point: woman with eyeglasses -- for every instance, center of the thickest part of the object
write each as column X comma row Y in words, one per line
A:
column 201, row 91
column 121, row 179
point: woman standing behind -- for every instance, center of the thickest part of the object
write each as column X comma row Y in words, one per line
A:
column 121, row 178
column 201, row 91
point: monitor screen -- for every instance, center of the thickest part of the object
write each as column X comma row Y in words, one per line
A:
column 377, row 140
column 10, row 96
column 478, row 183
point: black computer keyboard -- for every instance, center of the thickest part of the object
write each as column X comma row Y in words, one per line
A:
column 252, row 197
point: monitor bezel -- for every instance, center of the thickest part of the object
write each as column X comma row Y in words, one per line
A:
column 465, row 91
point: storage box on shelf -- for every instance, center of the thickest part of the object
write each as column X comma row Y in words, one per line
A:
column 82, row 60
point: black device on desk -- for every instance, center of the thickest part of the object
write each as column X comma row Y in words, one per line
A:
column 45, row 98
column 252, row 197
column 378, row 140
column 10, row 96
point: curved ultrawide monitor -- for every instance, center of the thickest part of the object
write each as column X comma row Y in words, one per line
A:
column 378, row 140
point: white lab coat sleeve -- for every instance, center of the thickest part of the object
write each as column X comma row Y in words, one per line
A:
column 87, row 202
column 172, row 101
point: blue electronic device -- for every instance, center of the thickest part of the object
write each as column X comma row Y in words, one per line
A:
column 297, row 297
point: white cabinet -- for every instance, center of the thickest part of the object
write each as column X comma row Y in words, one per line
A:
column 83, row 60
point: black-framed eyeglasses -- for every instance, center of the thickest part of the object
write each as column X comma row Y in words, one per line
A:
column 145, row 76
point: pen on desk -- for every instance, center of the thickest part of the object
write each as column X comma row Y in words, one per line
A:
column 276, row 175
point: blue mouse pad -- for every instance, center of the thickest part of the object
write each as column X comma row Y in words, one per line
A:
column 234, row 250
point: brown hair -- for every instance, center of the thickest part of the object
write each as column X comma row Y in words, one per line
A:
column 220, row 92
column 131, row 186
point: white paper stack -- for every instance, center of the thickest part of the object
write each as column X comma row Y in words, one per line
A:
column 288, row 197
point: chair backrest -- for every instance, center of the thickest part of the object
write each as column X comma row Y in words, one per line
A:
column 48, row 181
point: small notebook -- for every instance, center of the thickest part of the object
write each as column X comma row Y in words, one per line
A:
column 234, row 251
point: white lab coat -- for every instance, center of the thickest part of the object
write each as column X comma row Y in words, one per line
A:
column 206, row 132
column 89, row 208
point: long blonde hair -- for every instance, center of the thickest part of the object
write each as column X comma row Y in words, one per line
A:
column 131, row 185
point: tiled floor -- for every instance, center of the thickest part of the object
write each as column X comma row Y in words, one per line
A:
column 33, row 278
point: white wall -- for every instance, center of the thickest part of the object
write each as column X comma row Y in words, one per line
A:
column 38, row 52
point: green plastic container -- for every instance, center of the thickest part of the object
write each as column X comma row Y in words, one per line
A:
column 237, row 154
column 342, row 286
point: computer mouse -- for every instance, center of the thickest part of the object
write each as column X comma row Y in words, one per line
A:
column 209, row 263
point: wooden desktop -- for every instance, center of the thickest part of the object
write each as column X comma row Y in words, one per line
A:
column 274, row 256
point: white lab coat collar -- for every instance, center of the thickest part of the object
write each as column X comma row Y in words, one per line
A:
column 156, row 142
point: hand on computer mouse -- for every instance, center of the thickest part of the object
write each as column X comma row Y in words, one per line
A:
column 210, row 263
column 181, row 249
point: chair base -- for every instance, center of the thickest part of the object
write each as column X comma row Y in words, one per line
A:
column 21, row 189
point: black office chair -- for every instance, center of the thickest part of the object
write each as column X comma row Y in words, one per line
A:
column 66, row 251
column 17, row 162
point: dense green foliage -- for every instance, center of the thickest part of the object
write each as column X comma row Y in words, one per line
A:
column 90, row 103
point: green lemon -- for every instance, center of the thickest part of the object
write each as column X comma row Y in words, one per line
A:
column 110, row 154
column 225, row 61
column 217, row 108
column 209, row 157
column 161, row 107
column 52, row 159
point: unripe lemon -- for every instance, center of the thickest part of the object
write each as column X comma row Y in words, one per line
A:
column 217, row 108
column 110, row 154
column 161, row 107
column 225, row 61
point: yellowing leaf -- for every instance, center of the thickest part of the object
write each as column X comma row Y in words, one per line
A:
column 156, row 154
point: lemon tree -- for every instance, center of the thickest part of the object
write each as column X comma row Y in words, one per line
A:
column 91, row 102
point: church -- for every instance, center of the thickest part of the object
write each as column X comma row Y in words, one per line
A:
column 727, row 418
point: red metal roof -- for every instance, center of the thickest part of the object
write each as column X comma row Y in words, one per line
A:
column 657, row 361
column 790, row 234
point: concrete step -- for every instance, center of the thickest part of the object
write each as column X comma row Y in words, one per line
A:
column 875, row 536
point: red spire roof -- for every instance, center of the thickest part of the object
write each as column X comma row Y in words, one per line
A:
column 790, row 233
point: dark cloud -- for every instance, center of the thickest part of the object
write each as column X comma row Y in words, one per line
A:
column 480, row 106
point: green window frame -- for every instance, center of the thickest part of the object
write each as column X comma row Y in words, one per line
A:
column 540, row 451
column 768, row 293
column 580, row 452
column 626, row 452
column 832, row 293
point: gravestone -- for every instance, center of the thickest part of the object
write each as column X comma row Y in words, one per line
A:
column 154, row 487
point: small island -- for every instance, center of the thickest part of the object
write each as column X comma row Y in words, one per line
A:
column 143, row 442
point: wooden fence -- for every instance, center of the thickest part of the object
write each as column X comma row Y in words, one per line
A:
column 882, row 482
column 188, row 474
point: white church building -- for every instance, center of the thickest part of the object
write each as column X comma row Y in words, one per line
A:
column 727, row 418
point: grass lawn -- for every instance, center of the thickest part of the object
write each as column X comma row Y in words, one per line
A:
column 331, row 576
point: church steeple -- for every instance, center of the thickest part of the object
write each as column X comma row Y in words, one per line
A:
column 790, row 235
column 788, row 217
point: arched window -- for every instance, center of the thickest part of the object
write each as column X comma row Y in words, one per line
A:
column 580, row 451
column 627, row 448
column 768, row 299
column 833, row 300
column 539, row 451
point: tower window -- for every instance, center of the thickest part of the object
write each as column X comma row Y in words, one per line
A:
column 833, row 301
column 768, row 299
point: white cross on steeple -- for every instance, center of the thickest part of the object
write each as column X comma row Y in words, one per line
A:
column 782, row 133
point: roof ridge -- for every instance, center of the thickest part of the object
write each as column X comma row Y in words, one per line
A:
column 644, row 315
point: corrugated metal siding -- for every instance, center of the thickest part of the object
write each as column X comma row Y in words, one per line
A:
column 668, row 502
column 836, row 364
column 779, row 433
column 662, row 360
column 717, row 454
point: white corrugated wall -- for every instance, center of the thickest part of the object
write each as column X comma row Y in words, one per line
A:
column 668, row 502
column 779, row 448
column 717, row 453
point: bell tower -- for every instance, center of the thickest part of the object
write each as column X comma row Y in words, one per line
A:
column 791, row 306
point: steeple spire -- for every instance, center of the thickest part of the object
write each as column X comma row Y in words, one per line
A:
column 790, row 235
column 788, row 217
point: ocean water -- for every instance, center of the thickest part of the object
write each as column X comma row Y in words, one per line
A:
────────────────
■ **WRITTEN EXERCISE**
Put every line of the rows above into a numbered list, leaving out any blank lines.

■ **TASK RESULT**
1. point: woman with eyeglasses -- for every instance, center of the thickest part of the object
2. write each as column X comma row Y in words, one per line
3. A:
4. column 201, row 91
5. column 121, row 179
6. point: woman standing behind -- for every instance, center of the thickest part of the object
7. write each as column X comma row Y in words, one per line
8. A:
9. column 121, row 178
10. column 201, row 91
11. point: monitor screen -- for every instance, center of the thickest part of the object
12. write each as column X comma row Y in words, one per line
13. A:
14. column 377, row 140
15. column 10, row 96
16. column 478, row 183
17. point: black computer keyboard -- for every instance, center of the thickest part of the object
18. write each as column X comma row Y in words, one per line
19. A:
20. column 252, row 197
21. point: monitor bezel -- for every instance, center of the thickest part of the object
22. write each as column X comma row Y in words, one per line
23. A:
24. column 465, row 91
25. point: storage box on shelf -- for every instance, center of the thickest part of the object
26. write each as column X comma row Y in words, one per line
27. A:
28. column 82, row 60
29. point: black device on desk -- for every instance, center of the thickest part of the object
30. write each as column X comma row Y in words, one per line
31. A:
32. column 45, row 98
33. column 252, row 197
34. column 378, row 140
35. column 10, row 96
36. point: curved ultrawide monitor -- for every instance, center of the thickest part of the object
37. write each as column X comma row Y in words, one per line
38. A:
39. column 378, row 140
40. point: white lab coat sleeve -- for every instance, center of the thickest part of the object
41. write each as column X comma row Y in words, one per line
42. A:
43. column 87, row 202
44. column 172, row 101
45. point: blue electronic device -- for every instance, center of the thickest part of the object
46. write each as column X comma row Y in words, one per line
47. A:
48. column 297, row 297
49. point: white cabinet -- for every instance, center of the thickest part of the object
50. write each as column X comma row Y in words, one per line
51. A:
52. column 83, row 60
53. point: black-framed eyeglasses -- for every instance, center of the thickest part of the object
54. write each as column X comma row Y in words, one per line
55. A:
56. column 145, row 76
57. point: pen on desk -- for every instance, center of the thickest part of the object
58. write each as column X comma row Y in words, one per line
59. A:
60. column 276, row 175
61. point: blue mouse pad -- for every instance, center of the thickest part of the object
62. write each as column X comma row Y in words, one per line
63. A:
64. column 234, row 250
65. point: brown hair -- for every instance, center of the thickest part of the object
66. write each as column X comma row Y in words, one per line
67. A:
68. column 220, row 92
69. column 131, row 186
70. point: white paper stack -- for every instance, center of the thickest part of the object
71. write each as column X comma row Y in words, one per line
72. A:
73. column 288, row 197
74. point: chair backrest -- for every instance, center of the thickest part of the object
75. write each as column X comma row Y in words, one per line
76. A:
77. column 48, row 181
78. point: small notebook -- for every instance, center of the thickest part of the object
79. write each as column X comma row Y in words, one per line
80. A:
81. column 234, row 251
82. point: white lab coat -- for every instance, center of the thickest part of the object
83. write each as column X comma row Y in words, one per line
84. A:
85. column 206, row 132
86. column 89, row 208
87. point: long blonde hair -- for every instance, center of the thickest part of the object
88. write each as column X comma row Y in words, one per line
89. A:
90. column 131, row 185
91. point: tiled floor -- for every instance, center of the thickest part of the object
92. write each as column X comma row Y in words, one per line
93. A:
94. column 33, row 278
95. point: white wall -- for every instance, center of the thickest part of the object
96. write each as column X comma row Y in words, one per line
97. A:
98. column 38, row 52
99. point: green plastic container -- for every instance, center of the thickest part of the object
100. write each as column X comma row Y in words, one per line
101. A:
102. column 237, row 154
103. column 342, row 286
104. point: computer mouse -- for every instance, center of the thickest part of the object
105. write each as column X comma row Y in words, one per line
106. A:
107. column 209, row 263
108. point: wooden desktop -- for every instance, center of the thickest part of the object
109. write each as column X comma row Y in words, one per line
110. A:
111. column 274, row 256
112. point: white lab coat collar -- for every instance, center of the thickest part of the object
113. write each as column X comma row Y in words, one per line
114. A:
115. column 156, row 142
116. point: hand on computer mouse -- for every instance, center of the thickest part of the object
117. write each as column X comma row Y in words, one per line
118. A:
119. column 210, row 263
120. column 181, row 249
121. point: chair base -- for every instance, center of the thickest part of the object
122. write each as column X comma row Y in words, one per line
123. A:
124. column 21, row 189
125. point: black office chair -- for every instance, center of the thickest part of the object
126. write each as column X comma row Y in words, one per line
127. A:
128. column 66, row 251
129. column 17, row 162
130. point: dense green foliage -- for every instance, center of the thickest part of the object
131. write each as column X comma row Y in words, one per line
132. A:
133. column 90, row 103
134. point: green lemon -- for every instance, center of the thickest part of the object
135. write each as column X comma row Y in words, one per line
136. A:
137. column 110, row 154
138. column 225, row 61
139. column 217, row 108
140. column 209, row 157
141. column 161, row 107
142. column 52, row 159
143. point: unripe lemon -- for every instance, center of the thickest part of the object
144. write each as column X comma row Y in words, one per line
145. A:
146. column 217, row 108
147. column 110, row 154
148. column 161, row 107
149. column 225, row 61
150. point: yellowing leaf -- for every instance, center of the thickest part of the object
151. write each as column X comma row Y in words, one per line
152. A:
153. column 156, row 154
154. point: lemon tree -- for every instance, center of the thickest part of the object
155. write each as column X comma row Y in words, one per line
156. A:
157. column 91, row 102
158. point: church -- for every instance, center of the thickest part of the object
159. write each as column X comma row Y in words, one per line
160. A:
161. column 727, row 418
162. point: red metal roof -- for every instance, center of the thickest part of the object
163. write each as column X comma row Y in words, one per line
164. A:
165. column 657, row 361
166. column 790, row 234
167. point: concrete step -- for every instance, center of the thickest part of the object
168. write each as column X comma row Y in words, one per line
169. A:
170. column 875, row 536
171. point: red spire roof -- for every instance, center of the thickest part of the object
172. write each as column X comma row Y in words, one per line
173. A:
174. column 790, row 233
175. point: dark cloud -- for every instance, center of the thickest part of the object
176. write each as column X comma row Y in words, one per line
177. A:
178. column 480, row 106
179. point: green window frame -- for every instance, center of the thickest part of the object
180. write each as column X comma row Y in words, one per line
181. A:
182. column 540, row 451
183. column 768, row 293
184. column 580, row 452
185. column 626, row 452
186. column 832, row 293
187. point: gravestone -- for every instance, center of the thickest part of the object
188. write each as column X comma row Y in words, one per line
189. A:
190. column 154, row 487
191. point: small island -- for every instance, center of the thickest part of the object
192. write each as column X comma row Y in words, one per line
193. A:
194. column 143, row 442
195. point: wooden fence -- for every instance, center of the thickest part of the object
196. write each as column X comma row Y in words, one per line
197. A:
198. column 882, row 482
199. column 188, row 474
200. point: white church building -- for every instance, center of the thickest part of the object
201. write each as column X comma row Y in words, one per line
202. A:
203. column 727, row 418
204. point: grass lawn -- for every instance, center of the thickest part of the object
205. write each as column X comma row Y in words, one per line
206. A:
207. column 331, row 576
208. point: church steeple -- for every instance, center of the thickest part of the object
209. write each as column X comma row Y in words, one per line
210. A:
211. column 790, row 235
212. column 788, row 217
213. point: arched window -- for every instance, center of the thickest part of the object
214. write each as column X comma row Y in words, one per line
215. A:
216. column 580, row 451
217. column 627, row 448
218. column 768, row 299
219. column 833, row 300
220. column 539, row 451
221. point: tower window -- for every instance, center of the thickest part of the object
222. write each as column X comma row Y in words, one per line
223. A:
224. column 833, row 301
225. column 768, row 299
226. point: white cross on steeple -- for every instance, center of the thickest part of the object
227. write each as column X comma row Y in words, one per line
228. A:
229. column 782, row 133
230. point: roof ridge -- for every instance, center of the thickest part of the object
231. write each as column X comma row Y in words, one per line
232. A:
233. column 644, row 315
234. point: corrugated metal siding -- for every instance, center of the thickest part of the object
235. write each as column X comma row Y in words, one per line
236. A:
237. column 668, row 502
238. column 836, row 364
239. column 779, row 433
240. column 662, row 360
241. column 717, row 454
242. point: white corrugated wall -- for every instance, center of the thickest part of the object
243. write each as column X comma row Y in words, one per line
244. A:
245. column 668, row 502
246. column 779, row 448
247. column 717, row 453
248. point: bell tower -- for every instance, center of the thickest part of the object
249. write each as column X comma row Y in words, one per line
250. A:
251. column 791, row 306
252. point: steeple spire -- for every instance, center of the thickest part of the object
253. write each as column X comma row Y in words, one per line
254. A:
255. column 790, row 235
256. column 788, row 217
257. point: ocean water -- for every instance, center of the thickest part of the object
258. write each as column X comma row Y in words, one per line
259. A:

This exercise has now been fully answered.